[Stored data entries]
────

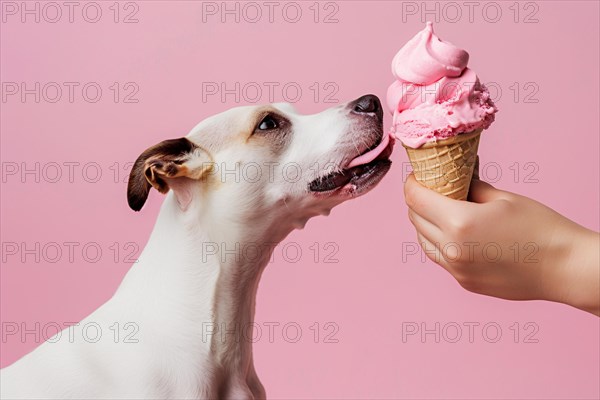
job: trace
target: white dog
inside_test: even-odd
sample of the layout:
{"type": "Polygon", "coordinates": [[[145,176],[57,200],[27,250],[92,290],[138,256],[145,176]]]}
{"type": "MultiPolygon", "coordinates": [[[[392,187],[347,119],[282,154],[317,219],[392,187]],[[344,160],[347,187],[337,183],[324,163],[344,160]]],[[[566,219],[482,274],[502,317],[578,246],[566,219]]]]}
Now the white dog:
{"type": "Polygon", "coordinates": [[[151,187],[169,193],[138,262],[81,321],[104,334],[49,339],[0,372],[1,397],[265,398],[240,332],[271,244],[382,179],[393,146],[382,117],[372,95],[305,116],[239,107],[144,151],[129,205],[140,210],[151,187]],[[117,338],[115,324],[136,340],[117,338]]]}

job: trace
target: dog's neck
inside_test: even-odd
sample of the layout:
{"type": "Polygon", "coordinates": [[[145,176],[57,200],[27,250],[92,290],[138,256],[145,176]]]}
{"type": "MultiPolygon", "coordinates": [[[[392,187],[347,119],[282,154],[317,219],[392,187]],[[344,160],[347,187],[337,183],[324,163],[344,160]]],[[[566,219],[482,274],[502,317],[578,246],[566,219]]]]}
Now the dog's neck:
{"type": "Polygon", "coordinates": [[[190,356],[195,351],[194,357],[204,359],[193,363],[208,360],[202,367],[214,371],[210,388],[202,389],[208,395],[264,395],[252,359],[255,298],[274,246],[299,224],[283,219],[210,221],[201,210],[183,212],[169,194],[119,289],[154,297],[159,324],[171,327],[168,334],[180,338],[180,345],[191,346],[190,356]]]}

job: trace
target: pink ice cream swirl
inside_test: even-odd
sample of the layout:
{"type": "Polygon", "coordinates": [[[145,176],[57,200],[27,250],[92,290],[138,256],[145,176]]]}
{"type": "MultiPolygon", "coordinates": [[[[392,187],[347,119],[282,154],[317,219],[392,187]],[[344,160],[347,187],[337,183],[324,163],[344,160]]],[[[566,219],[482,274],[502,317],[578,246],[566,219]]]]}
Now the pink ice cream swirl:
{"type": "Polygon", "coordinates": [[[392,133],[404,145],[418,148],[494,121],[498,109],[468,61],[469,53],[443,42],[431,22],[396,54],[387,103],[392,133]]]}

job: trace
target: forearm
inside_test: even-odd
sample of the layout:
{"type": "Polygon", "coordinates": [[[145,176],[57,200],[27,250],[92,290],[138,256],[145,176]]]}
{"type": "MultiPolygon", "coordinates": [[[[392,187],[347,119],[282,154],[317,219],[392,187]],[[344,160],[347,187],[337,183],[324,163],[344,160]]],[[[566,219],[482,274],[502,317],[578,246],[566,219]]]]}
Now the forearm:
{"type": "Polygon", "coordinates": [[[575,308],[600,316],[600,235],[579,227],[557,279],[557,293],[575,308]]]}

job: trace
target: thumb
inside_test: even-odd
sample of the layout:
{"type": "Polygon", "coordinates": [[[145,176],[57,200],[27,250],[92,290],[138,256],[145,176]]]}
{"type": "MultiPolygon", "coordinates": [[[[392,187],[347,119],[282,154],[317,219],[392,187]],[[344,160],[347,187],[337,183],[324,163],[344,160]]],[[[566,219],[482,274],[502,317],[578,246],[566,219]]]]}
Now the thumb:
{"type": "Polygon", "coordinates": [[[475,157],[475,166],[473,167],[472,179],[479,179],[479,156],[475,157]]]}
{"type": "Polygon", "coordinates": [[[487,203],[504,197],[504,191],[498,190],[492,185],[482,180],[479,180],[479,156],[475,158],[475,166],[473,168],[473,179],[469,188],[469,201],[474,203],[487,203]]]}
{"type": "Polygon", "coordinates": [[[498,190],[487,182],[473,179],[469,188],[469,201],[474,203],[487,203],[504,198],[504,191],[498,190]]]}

────

● The problem: Each line above should be output exactly, apart from the pictures.

● Solution to this exercise:
job: trace
target: white dog
inside_test: even-odd
sample of the layout:
{"type": "Polygon", "coordinates": [[[145,176],[57,200],[27,250],[92,290],[138,256],[145,176]]]}
{"type": "MultiPolygon", "coordinates": [[[[392,187],[347,119],[282,154],[317,219],[392,187]],[[344,160],[347,187],[337,183],[324,163],[344,160]]],[[[566,219],[482,274],[502,317],[578,246],[566,219]]]]}
Now the white dog:
{"type": "Polygon", "coordinates": [[[151,187],[169,193],[138,262],[81,321],[104,334],[49,339],[0,372],[1,397],[265,398],[240,332],[271,244],[382,179],[393,146],[382,117],[372,95],[305,116],[239,107],[144,151],[129,205],[140,210],[151,187]],[[117,338],[115,324],[136,340],[117,338]]]}

job: trace
target: dog's neck
inside_test: even-odd
sample of the layout:
{"type": "Polygon", "coordinates": [[[145,176],[57,200],[27,250],[92,290],[138,256],[145,176]]]}
{"type": "MultiPolygon", "coordinates": [[[[392,187],[347,119],[282,154],[317,219],[392,187]],[[344,160],[347,187],[337,183],[324,163],[344,160]]],[[[566,219],[482,274],[502,317],[578,246],[566,219]]]]}
Now the dog's neck:
{"type": "Polygon", "coordinates": [[[190,356],[195,351],[194,357],[204,359],[193,363],[208,360],[202,367],[214,371],[210,388],[202,389],[208,395],[264,395],[252,359],[255,298],[274,246],[299,224],[283,219],[210,221],[201,210],[183,212],[169,194],[119,289],[154,297],[159,324],[171,327],[168,334],[180,338],[180,345],[191,346],[190,356]]]}

job: trace
target: pink ice cream swirl
inside_test: even-odd
sample of the layout:
{"type": "Polygon", "coordinates": [[[145,176],[57,200],[27,250],[92,290],[138,256],[145,176]]]}
{"type": "MultiPolygon", "coordinates": [[[[392,187],[347,119],[282,154],[317,219],[392,187]],[[344,160],[347,187],[337,183],[324,163],[344,160]]],[[[566,219],[482,274],[502,317],[578,246],[566,219]]]]}
Now the pink ice cream swirl:
{"type": "Polygon", "coordinates": [[[392,133],[404,145],[418,148],[494,121],[498,109],[468,61],[469,53],[443,42],[431,22],[396,54],[387,103],[392,133]]]}

job: trace
target: forearm
inside_test: even-odd
sample of the layout:
{"type": "Polygon", "coordinates": [[[145,176],[57,200],[27,250],[92,290],[138,256],[145,176]]]}
{"type": "MultiPolygon", "coordinates": [[[[392,187],[347,119],[282,154],[317,219],[392,187]],[[344,160],[347,187],[337,183],[324,163],[344,160]]],[[[566,219],[482,274],[502,317],[578,246],[566,219]]]]}
Now the forearm:
{"type": "Polygon", "coordinates": [[[575,308],[600,316],[600,235],[579,227],[557,279],[557,293],[575,308]]]}

job: trace
target: thumb
inside_test: even-odd
sample of the layout:
{"type": "Polygon", "coordinates": [[[145,176],[57,200],[27,250],[92,290],[138,256],[145,176]]]}
{"type": "MultiPolygon", "coordinates": [[[[392,187],[347,119],[282,154],[317,219],[392,187]],[[344,160],[347,187],[337,183],[324,163],[344,160]]],[[[566,219],[482,274],[502,317],[578,246],[566,219]]]]}
Now the thumb:
{"type": "Polygon", "coordinates": [[[475,157],[475,166],[473,167],[472,179],[479,179],[479,156],[475,157]]]}
{"type": "Polygon", "coordinates": [[[487,203],[504,197],[504,191],[498,190],[492,185],[482,180],[479,180],[479,156],[475,158],[475,166],[473,168],[473,179],[469,188],[469,201],[474,203],[487,203]]]}
{"type": "Polygon", "coordinates": [[[498,190],[487,182],[473,179],[469,188],[469,201],[474,203],[487,203],[504,198],[504,191],[498,190]]]}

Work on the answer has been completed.